[JOB] Nothing in the records may be left out or altered; reproduce them all exactly.

[Excerpt from a dataset]
╔══

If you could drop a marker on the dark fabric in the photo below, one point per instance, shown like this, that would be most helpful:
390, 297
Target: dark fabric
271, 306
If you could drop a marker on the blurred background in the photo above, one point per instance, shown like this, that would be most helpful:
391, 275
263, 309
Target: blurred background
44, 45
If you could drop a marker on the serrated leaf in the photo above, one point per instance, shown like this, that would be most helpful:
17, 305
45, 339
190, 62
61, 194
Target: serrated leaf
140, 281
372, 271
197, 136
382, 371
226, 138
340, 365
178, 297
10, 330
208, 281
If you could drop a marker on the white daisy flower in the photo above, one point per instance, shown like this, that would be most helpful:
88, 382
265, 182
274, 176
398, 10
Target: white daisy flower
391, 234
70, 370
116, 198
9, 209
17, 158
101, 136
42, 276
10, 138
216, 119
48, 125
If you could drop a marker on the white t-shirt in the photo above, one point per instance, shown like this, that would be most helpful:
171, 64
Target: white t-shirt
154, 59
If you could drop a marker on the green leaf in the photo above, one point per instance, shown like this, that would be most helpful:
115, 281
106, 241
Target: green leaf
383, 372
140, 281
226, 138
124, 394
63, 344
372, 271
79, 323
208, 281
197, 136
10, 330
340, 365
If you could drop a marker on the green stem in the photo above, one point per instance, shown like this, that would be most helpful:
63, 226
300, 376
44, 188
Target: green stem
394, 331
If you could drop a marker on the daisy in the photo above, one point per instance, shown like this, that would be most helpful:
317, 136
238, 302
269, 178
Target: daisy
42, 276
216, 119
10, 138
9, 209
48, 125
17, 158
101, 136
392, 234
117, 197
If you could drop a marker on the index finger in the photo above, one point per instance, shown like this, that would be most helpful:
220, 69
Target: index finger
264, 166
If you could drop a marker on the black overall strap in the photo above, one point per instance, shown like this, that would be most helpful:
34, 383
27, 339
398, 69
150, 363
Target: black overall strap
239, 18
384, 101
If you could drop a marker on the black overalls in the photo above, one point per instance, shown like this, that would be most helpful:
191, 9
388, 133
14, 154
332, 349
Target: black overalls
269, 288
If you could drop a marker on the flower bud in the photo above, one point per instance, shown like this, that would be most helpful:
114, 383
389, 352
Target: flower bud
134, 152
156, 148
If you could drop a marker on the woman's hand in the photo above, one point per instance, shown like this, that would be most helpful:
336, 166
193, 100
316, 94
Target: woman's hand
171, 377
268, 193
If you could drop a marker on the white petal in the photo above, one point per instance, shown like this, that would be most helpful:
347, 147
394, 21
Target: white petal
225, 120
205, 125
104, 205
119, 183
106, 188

╚══

[TASK ANSWER]
If you could drop a marker on the dark fabric in the photo below, one point per instance, shown like this, that would be most helpful:
390, 297
Target: dark fabric
271, 306
If you could drop a marker on the blurred background in the photo above, one point per instance, shown like this, that would be most helpful:
391, 275
263, 309
Target: blurred background
44, 45
If you could drop a marker on the serrated leaf in the photo above, one point per instance, shown like this, that would be most helpful:
17, 305
45, 339
190, 62
61, 194
Target: serrated leaf
140, 281
372, 271
197, 136
382, 371
226, 138
340, 365
178, 297
10, 330
208, 281
If you could drop a marker on the white daisy flower in the photo above, one point per instance, shown like this, that would be most helpful:
88, 382
265, 182
274, 176
398, 10
Target: white daisy flower
391, 234
70, 370
116, 198
9, 209
17, 158
101, 136
42, 276
10, 138
216, 119
48, 125
If you could drop a marker on the white t-shirt in the photo above, one point per instance, shown like this, that would be most helpful:
171, 64
Target: white t-shirt
154, 59
If you could drop a marker on the green leaf in the photo above, one point per instance, shown like this, that would be most helpful:
115, 281
106, 241
Target: green leaf
383, 372
140, 281
226, 138
124, 394
63, 344
372, 271
79, 323
208, 281
197, 136
10, 330
340, 365
If you could drop a marker on the green stem in the photo above, one point per instance, shown like this, that would be most helpful:
63, 226
300, 376
44, 188
Target: green stem
394, 331
If you could drop a marker on the daisy in the photo above, one point per instance, shown like this, that would be most helpful:
317, 136
238, 302
269, 178
Target: daisy
42, 276
216, 119
10, 138
9, 209
48, 125
17, 158
101, 136
392, 234
117, 197
If you could drop a marker on the index finger in the photo above, one point per instance, shown like this, that would be most helpful:
220, 69
Target: index finger
264, 166
If you could drop a marker on the black overall strap in the photo above, one point per instance, shown like this, that would be most helpful:
34, 383
27, 339
398, 69
150, 363
Target: black overall strap
239, 18
384, 101
If you could drop a marker on the black overalls in the photo above, one point per instance, shown like this, that would be most helpful:
191, 9
388, 133
14, 154
332, 349
Target: black overalls
269, 288
If you could drop a marker on the flower bud in the photo above, one point per instance, shown like this, that would be most helpful:
114, 383
389, 352
Target: flower bud
134, 152
156, 148
If you could drop a marker on the woman's hand in the photo above, one point per instance, shown like this, that would be most helpful:
336, 166
193, 100
316, 94
Target: woman's hand
171, 377
268, 193
If you could drop a marker on the white petal in the photo above, one point per instance, shown like this, that would be most helpful:
347, 147
394, 21
Target: white petal
225, 120
205, 125
104, 205
119, 183
106, 188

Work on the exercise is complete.